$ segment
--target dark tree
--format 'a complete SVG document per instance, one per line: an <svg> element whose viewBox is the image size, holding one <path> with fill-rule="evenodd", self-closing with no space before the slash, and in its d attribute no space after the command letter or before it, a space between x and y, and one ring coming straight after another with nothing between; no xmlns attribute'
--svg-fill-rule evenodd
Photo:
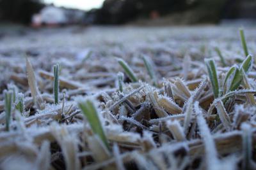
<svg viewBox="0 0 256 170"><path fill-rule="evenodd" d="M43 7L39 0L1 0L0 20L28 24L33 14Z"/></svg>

==

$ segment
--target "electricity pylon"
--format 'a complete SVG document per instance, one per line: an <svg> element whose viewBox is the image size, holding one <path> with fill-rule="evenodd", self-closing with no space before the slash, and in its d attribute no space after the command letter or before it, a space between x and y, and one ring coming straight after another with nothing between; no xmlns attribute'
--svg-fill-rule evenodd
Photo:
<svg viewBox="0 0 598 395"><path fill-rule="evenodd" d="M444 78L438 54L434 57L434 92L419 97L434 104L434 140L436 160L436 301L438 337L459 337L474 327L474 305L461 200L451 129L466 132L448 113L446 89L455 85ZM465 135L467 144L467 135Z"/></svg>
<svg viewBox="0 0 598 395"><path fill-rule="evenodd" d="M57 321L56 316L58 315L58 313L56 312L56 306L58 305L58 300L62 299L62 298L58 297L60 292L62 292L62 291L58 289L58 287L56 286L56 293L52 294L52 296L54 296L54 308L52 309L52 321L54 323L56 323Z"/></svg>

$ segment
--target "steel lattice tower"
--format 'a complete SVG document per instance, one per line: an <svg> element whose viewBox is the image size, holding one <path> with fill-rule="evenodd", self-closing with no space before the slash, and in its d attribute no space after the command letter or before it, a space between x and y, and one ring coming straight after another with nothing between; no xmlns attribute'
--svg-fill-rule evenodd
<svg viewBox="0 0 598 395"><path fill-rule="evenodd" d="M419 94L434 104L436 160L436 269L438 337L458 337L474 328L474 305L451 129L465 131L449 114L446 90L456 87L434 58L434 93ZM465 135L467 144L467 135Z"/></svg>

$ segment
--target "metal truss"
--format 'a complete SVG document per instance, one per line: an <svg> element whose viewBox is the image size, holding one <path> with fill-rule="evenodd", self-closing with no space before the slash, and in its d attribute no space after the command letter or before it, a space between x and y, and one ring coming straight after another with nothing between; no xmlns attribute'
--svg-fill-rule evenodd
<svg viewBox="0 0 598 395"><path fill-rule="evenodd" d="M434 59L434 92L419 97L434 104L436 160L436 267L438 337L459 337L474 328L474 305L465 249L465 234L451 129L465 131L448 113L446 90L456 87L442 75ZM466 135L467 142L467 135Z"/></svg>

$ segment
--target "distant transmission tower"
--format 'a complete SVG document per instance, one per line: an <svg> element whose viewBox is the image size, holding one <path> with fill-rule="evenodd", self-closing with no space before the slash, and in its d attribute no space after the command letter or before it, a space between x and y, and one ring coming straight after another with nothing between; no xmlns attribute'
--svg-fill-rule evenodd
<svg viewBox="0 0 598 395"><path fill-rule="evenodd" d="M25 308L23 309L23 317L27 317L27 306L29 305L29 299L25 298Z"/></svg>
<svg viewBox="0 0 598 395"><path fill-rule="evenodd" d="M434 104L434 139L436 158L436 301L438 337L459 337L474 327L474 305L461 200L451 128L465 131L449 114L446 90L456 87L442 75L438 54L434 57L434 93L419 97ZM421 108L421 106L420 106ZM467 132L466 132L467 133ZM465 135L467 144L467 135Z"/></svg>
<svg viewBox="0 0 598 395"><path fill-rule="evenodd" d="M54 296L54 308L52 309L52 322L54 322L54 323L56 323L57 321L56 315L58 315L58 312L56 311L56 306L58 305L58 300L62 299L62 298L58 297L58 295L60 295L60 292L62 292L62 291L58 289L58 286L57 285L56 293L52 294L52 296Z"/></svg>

# [YOUR INSTRUCTIONS]
How many lines in the rows above contain the string "tower"? Case counts, so treat capital and lowercase letters as different. Reply with the number alone.

# [SOLUTION]
2